Pick up the forum post on AMD 7900 XT/XTX PCI passthrough after its final sentence and write the next part.

• _SELECTED EXCERPT_
-- begin --

AMD 7900 XT or XTX pci passthrough

azmosult

New Member
Jan 25, 2023
7
0
1
Hi

I have currently a well working proxmox (7.3 I think -> can confirm this later) setup with 2 main VMs.

Setup:
Debian 11 Proxmox Server
Windows 10 pro 64 bit -> Mostly for Gaming
Ubuntu 22.04 64 bit -> For working stuff
Some other VMs

Hardware:
ASUS TUF Gaming X570-Plus Mainboard Sockel AM4
AMD Ryzen CPU
Nvidia 980ti
Nvidia 1030 (I think -> can confirm this later)
Some ECC RAM
Bunch of disks

I have pci passthrough running for both cards. The 980ti goes to the Windows VM and the 1030 to the Linux VM.
This setup runs now for about a year and just works great.


I got now a new amd 7900 xtx grapic card and wanted to swap out the 980ti.
As far as I can see the passthrough to the windows VM works but I only get an n black screen.
I can connect to windows via rdesktop and see the graphics card in the device manger but with an error code 43.
I tried to install the amd drivers for the card but nothing changed.

I tried now many things to get this setup to work but had no sucess:
1.) make sure all the kernel pci passthrough stuff is set:
Code:
video=efifb:off, amd_iommu=on, iommu=pt, ...
2.) Set the VM to the q35-7.1
3.) Downloaded the vbios from the card under linux (echo 1 > rom, ...) and windows (GPU-Z) (the linux variant had about 128KB and the GPU-Z variant about 2MB)
4.) Used the vbios rom file for the vm (romfile=vbios.rom)
5.) Tested dfferent combinations of the passthrough options from the GUI
6.) Read and found that someone got it woking in unraid https://forums.unraid.net/topic/132895-radeon-rx-7900-xt-passthrough/ -> Its also kvm so it shoult at least be possible
...

Nothing of that worked and I'm nearly out of ideas now.

-- end --

Entries drawn from a collection:
-- begin --

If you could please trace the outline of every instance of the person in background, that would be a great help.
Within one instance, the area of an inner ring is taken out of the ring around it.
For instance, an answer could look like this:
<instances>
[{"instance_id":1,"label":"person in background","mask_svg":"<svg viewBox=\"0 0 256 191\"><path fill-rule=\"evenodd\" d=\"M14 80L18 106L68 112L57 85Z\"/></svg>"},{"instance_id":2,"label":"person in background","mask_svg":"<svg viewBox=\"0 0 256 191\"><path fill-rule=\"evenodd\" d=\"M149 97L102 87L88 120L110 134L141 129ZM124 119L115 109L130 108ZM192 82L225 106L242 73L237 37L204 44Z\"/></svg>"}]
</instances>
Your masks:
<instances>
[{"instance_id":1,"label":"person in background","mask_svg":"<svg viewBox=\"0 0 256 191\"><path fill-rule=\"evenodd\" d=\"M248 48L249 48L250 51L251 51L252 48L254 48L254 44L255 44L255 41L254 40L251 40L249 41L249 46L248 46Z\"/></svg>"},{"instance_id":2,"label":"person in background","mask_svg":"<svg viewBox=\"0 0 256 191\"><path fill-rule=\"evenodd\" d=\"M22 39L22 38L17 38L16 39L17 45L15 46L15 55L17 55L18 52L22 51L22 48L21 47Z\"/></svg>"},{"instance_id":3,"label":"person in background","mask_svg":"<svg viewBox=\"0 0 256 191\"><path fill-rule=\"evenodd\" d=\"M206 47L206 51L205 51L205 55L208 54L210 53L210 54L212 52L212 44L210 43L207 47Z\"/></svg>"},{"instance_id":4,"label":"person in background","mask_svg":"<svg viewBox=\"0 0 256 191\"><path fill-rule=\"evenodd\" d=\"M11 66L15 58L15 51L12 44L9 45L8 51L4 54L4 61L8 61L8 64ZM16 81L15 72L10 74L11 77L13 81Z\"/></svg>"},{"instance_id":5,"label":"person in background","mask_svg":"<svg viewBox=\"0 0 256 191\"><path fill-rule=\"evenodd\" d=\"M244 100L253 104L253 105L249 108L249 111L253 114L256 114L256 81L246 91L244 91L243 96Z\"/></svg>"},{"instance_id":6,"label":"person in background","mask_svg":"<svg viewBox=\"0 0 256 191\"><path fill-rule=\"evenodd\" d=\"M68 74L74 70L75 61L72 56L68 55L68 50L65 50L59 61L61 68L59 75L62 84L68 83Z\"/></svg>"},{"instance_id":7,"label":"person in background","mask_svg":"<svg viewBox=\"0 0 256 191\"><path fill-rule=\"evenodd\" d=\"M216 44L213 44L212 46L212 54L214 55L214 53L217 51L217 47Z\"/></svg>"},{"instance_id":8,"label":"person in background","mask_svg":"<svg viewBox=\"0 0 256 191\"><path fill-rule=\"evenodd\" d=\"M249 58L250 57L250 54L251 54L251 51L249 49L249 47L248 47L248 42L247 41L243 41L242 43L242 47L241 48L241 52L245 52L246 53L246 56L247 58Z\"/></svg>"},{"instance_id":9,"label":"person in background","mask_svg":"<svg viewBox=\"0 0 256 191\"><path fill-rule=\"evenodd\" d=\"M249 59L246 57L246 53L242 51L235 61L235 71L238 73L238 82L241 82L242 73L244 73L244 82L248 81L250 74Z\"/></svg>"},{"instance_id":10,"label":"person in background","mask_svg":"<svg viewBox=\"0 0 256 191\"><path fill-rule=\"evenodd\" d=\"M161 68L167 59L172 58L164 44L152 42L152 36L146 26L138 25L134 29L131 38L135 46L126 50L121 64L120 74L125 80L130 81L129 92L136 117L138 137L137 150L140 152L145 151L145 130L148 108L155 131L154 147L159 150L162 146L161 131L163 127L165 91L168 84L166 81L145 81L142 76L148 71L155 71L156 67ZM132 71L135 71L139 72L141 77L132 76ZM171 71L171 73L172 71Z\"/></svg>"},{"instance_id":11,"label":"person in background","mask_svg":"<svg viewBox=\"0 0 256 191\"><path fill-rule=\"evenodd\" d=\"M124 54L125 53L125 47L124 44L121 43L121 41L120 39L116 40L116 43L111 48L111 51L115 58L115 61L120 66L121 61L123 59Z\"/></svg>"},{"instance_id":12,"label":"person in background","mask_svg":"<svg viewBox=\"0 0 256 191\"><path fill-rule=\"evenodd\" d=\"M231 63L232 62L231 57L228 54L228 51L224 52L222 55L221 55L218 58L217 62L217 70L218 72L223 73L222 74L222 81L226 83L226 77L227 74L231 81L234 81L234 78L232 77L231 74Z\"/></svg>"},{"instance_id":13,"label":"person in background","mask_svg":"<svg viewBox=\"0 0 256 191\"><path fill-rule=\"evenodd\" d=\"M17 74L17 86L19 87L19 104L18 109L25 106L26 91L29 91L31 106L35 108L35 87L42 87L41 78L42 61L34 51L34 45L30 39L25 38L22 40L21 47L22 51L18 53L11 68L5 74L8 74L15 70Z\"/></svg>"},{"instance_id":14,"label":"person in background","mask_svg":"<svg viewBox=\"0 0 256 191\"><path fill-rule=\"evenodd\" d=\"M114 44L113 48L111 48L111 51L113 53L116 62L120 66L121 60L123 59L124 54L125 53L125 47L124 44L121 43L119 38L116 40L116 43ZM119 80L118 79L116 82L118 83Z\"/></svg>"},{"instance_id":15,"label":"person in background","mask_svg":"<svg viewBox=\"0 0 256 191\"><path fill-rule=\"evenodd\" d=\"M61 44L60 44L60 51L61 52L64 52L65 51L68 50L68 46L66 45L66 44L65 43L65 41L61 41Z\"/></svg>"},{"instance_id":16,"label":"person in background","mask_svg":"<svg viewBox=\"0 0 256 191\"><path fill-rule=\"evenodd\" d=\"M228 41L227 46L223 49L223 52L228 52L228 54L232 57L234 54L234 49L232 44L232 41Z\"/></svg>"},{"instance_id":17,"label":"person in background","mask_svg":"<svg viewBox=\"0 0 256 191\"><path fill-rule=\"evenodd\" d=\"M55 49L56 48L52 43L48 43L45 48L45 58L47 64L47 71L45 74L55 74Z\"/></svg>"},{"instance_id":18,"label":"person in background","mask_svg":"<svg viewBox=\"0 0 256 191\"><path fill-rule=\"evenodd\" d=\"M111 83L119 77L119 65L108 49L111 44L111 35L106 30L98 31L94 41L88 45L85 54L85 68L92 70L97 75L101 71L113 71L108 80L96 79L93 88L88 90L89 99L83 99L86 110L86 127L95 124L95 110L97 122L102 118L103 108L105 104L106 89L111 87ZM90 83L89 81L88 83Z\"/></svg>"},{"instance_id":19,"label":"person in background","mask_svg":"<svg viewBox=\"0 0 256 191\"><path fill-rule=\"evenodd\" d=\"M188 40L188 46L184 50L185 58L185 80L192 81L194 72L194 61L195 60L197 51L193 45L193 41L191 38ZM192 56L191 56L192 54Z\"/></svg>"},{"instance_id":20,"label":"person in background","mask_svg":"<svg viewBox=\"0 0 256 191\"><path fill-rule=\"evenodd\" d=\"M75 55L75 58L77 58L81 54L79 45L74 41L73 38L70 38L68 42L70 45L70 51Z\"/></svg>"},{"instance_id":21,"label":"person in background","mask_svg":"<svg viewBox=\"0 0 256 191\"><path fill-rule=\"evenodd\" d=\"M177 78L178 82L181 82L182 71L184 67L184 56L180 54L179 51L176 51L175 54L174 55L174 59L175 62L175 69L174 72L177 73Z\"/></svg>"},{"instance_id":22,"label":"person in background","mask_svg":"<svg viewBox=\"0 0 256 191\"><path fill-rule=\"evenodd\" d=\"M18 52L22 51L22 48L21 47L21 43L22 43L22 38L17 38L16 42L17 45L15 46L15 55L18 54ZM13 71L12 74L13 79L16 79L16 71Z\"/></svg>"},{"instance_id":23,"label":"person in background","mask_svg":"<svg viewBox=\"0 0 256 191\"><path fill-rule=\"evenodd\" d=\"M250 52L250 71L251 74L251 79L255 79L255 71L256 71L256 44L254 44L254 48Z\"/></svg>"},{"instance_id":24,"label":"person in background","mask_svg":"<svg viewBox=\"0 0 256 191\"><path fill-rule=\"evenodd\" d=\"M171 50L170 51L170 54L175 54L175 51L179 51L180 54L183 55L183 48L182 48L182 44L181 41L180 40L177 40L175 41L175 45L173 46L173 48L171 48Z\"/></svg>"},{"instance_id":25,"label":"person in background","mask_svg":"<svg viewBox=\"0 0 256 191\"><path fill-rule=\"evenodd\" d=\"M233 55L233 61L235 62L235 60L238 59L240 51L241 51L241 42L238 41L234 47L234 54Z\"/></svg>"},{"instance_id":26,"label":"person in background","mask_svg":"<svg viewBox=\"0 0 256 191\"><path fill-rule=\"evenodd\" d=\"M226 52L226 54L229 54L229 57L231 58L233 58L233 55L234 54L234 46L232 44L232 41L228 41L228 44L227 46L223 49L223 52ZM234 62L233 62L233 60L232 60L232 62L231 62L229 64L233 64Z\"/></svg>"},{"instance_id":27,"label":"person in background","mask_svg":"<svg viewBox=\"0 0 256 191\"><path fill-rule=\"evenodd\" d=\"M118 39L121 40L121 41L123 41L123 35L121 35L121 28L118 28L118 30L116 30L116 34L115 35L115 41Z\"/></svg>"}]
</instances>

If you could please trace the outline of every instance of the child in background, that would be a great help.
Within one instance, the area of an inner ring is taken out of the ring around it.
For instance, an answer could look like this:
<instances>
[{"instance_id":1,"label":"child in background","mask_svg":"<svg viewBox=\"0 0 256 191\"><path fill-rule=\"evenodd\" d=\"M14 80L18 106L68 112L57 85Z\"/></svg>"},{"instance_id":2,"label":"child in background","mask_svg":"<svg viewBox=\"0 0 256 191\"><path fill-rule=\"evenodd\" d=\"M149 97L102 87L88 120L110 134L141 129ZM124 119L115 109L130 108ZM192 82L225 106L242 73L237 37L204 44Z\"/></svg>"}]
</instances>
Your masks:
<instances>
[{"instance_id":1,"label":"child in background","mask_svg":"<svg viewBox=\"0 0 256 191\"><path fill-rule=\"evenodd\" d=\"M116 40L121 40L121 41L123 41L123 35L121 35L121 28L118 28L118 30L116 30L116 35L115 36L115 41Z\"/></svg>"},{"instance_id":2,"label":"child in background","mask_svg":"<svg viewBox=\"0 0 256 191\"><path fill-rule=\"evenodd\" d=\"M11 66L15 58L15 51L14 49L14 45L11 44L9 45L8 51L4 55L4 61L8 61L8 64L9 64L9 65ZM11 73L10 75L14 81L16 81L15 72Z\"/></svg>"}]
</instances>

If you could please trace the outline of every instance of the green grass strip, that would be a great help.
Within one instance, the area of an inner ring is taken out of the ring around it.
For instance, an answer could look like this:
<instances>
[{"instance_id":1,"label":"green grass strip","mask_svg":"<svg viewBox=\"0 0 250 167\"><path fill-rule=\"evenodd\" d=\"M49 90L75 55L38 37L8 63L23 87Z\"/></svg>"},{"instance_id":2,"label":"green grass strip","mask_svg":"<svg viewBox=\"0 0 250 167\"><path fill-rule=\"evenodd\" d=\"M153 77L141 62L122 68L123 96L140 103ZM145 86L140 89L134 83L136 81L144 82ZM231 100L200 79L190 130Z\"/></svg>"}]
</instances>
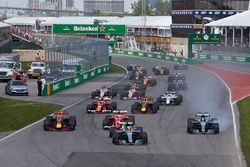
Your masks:
<instances>
[{"instance_id":1,"label":"green grass strip","mask_svg":"<svg viewBox=\"0 0 250 167\"><path fill-rule=\"evenodd\" d=\"M0 132L21 129L62 108L56 104L0 98ZM42 128L42 127L41 127Z\"/></svg>"},{"instance_id":2,"label":"green grass strip","mask_svg":"<svg viewBox=\"0 0 250 167\"><path fill-rule=\"evenodd\" d=\"M125 70L120 66L117 66L115 64L111 64L109 73L125 73Z\"/></svg>"},{"instance_id":3,"label":"green grass strip","mask_svg":"<svg viewBox=\"0 0 250 167\"><path fill-rule=\"evenodd\" d=\"M237 106L240 112L241 150L247 166L250 166L250 97L239 101Z\"/></svg>"}]
</instances>

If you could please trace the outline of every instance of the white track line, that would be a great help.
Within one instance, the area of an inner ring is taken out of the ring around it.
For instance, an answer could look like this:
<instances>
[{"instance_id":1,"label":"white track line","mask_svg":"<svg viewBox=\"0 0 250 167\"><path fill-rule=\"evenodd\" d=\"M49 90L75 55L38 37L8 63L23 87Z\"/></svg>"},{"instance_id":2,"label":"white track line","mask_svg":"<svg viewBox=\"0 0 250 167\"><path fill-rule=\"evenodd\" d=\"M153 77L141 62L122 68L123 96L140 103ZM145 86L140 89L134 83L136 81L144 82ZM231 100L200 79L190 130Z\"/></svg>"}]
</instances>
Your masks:
<instances>
[{"instance_id":1,"label":"white track line","mask_svg":"<svg viewBox=\"0 0 250 167\"><path fill-rule=\"evenodd\" d=\"M231 71L231 72L237 72L237 73L240 73L240 74L250 75L250 72L244 72L244 71L238 71L238 70L231 70L231 69L228 69L228 68L225 68L225 67L218 67L216 65L211 65L211 64L206 64L206 63L204 65L209 66L209 67L215 67L215 68L226 70L226 71Z\"/></svg>"},{"instance_id":2,"label":"white track line","mask_svg":"<svg viewBox=\"0 0 250 167\"><path fill-rule=\"evenodd\" d=\"M229 88L229 86L227 85L227 83L218 75L216 74L215 72L212 72L212 71L209 71L208 69L204 69L204 68L201 68L201 67L196 67L196 66L193 66L195 68L199 68L199 69L202 69L204 71L207 71L213 75L215 75L225 86L226 88L228 89L229 91L229 102L230 102L230 107L231 107L231 111L232 111L232 117L233 117L233 127L234 127L234 141L235 141L235 146L236 146L236 149L237 149L237 152L238 152L238 159L239 159L239 163L240 163L240 167L242 167L242 158L241 158L241 149L240 149L240 145L239 145L239 139L238 139L238 133L237 133L237 126L236 126L236 117L235 117L235 111L234 111L234 108L233 108L233 104L235 102L232 102L232 92L231 92L231 89Z\"/></svg>"},{"instance_id":3,"label":"white track line","mask_svg":"<svg viewBox=\"0 0 250 167\"><path fill-rule=\"evenodd\" d=\"M115 64L115 63L113 63L113 64ZM119 82L121 82L123 79L125 79L125 78L128 76L128 70L127 70L126 68L124 68L123 66L121 66L121 65L119 65L119 64L115 64L115 65L117 65L117 66L123 68L123 69L126 71L126 74L125 74L121 79L119 79L119 80L116 81L115 83L111 84L111 85L110 85L111 87L114 86L114 85L116 85L116 84L118 84ZM85 100L89 99L90 97L91 97L91 96L85 97L84 99L82 99L82 100L80 100L80 101L77 101L77 102L75 102L75 103L73 103L73 104L70 104L70 105L68 105L68 106L66 106L66 107L64 107L64 108L62 108L61 110L67 110L67 109L69 109L69 108L72 108L72 107L74 107L75 105L78 105L79 103L82 103L82 102L84 102ZM22 132L22 131L24 131L24 130L26 130L26 129L28 129L28 128L30 128L30 127L32 127L32 126L34 126L34 125L40 123L40 122L42 122L44 119L45 119L45 118L42 118L42 119L40 119L40 120L38 120L38 121L36 121L36 122L34 122L34 123L28 125L28 126L25 126L25 127L22 128L22 129L19 129L19 130L15 131L15 132L9 134L8 136L5 136L5 137L1 138L1 139L0 139L0 142L3 142L3 141L5 141L5 140L11 138L12 136L14 136L14 135L16 135L16 134L18 134L18 133L20 133L20 132Z\"/></svg>"}]
</instances>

-- end --

• _WRITTEN ANSWER_
The last Ideas I have:
I just saw that 'Resizable BAR'/'Smart Access Memory' can be a problem with amd cards -> have to test that
I can update to a newer bios version on the host
I can try to remove the 1030 card and try only the 7900xtx (the passthrough of the 1030 to the linux vm still works flawless)


Has someone a working passthrough on proxmox with one of the new amd cards (7900 xt or xtx) running?
Has someone ideas what I could have missed?
This setup has so much benefits for me I really do not want to step back to bare metal.
 
Last edited:
Ok I have Proxmox 7.3-4
And the second GPU is an Nvidia geforce gt 1030

I have now updated to the latest bios
In bios svm and iommu is enabled
I made sure the 'Resizable BAR'/'Smart Access Memory' in bios is desabled
After the bios update I have testet if I can passthrough the 1030 -> yes works flawless

I also tested to remove the 1030 from the system and only use the 7900xtx in the system
All my tests failed again.

But I saw one change if I start the VM multible times without the rom file.
Sometimes I get the Proxmox boot logo on the screen and the animated Windows boot circle dots -> so I see something from windows
When windows is done with booting the upper half of the screen turns black and the lower half shows the remains of the Proxmox boot logo


Now I'm out of ideas.
I don't even know where I could start the debug process (logs on the host look ok)
Maybe its my hardware setup but how can I test this?
 
if the 7900 is anything like the 6900, my settings might help with what you're trying to do.

ok
disabling Resizable BAR - good first step.


in /etc/grub
GRUB_CMDLINE_LINUX_DEFAULT="quiet iommu=pt amd_iommu=on nofb nomodeset initcall_blacklist=sysfb_init"

in /etc/modprobe.d/
make sure to NOT have blacklist radeon set in any .conf files

in /etc/pve/qemu-server/
your VMs .conf file - the actual GPU entry hostpci0: 0000:0c:00,pcie=1,x-vga=1
obviously address will differ, just pointing out flags i use

Point of these settings is that AMD hardware virtualizes much cleaner than Nvidia, and all those weird tricks and workarounds actually hinder the integration.
 
Please allow me to give some observations about this working passthrough setup.
in /etc/grub
GRUB_CMDLINE_LINUX_DEFAULT="quiet iommu=pt amd_iommu=on nofb nomodeset initcall_blacklist=sysfb_init"
amd_iommu=on does nothing because it is on by default.
iommu=pt probably does nothing, please let me know if it makes a difference for anything for you (or anybody else, I'm really curious but heard nothing so far).
initcall_blacklist=sysfb_init is a work-around if you have only one GPU, but I would not expect that you need that since the 6000-series are supposed to reset properly and you ought to be able to let Proxmox load amdgpu as normal. Do you really need it?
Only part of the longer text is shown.